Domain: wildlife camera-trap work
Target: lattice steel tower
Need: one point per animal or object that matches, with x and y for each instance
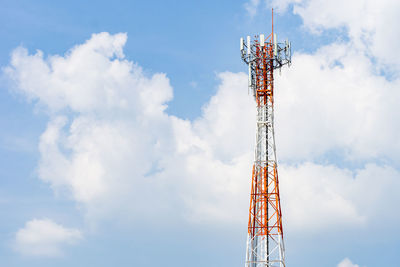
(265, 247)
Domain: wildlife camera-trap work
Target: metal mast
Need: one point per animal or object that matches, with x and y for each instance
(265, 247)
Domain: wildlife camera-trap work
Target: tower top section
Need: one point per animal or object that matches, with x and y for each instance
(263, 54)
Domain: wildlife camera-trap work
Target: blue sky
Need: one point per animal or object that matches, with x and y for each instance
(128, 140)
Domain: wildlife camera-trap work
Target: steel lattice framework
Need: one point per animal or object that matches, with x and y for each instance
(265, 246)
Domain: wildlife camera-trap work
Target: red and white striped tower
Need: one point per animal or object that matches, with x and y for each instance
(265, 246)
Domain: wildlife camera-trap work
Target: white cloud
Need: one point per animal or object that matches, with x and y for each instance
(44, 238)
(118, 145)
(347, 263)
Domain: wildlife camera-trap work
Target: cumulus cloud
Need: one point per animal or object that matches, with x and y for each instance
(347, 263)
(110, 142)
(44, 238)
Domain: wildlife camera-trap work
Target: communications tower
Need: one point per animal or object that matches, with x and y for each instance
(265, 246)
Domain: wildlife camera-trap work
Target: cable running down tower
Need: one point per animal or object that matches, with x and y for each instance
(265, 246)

* * *

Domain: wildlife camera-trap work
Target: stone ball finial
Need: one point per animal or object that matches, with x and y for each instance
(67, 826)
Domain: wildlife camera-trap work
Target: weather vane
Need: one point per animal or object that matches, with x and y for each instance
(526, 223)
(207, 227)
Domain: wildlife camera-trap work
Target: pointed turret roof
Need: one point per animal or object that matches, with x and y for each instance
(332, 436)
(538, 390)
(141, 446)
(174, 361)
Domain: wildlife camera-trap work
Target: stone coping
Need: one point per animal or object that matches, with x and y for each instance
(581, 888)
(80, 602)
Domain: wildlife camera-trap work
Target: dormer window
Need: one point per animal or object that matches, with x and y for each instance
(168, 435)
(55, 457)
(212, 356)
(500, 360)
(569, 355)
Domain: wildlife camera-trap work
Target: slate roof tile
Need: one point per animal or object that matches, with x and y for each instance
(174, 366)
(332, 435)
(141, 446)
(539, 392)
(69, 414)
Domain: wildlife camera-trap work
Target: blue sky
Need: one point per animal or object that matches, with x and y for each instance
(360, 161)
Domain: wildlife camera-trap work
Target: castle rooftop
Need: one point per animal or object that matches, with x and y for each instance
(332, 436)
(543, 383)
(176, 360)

---

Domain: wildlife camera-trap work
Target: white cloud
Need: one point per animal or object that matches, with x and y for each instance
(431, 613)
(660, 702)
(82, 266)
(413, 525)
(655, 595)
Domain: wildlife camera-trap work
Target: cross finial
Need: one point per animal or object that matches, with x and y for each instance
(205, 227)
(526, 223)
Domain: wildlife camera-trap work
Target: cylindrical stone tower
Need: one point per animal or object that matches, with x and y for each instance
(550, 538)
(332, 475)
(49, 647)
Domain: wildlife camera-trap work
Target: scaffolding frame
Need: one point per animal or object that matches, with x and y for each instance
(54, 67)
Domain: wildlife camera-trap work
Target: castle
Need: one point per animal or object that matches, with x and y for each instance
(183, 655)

# Aim
Gather every line of the records above that contains the word "castle", and copy each such line in full.

# Final result
Target: castle rooftop
Target: castle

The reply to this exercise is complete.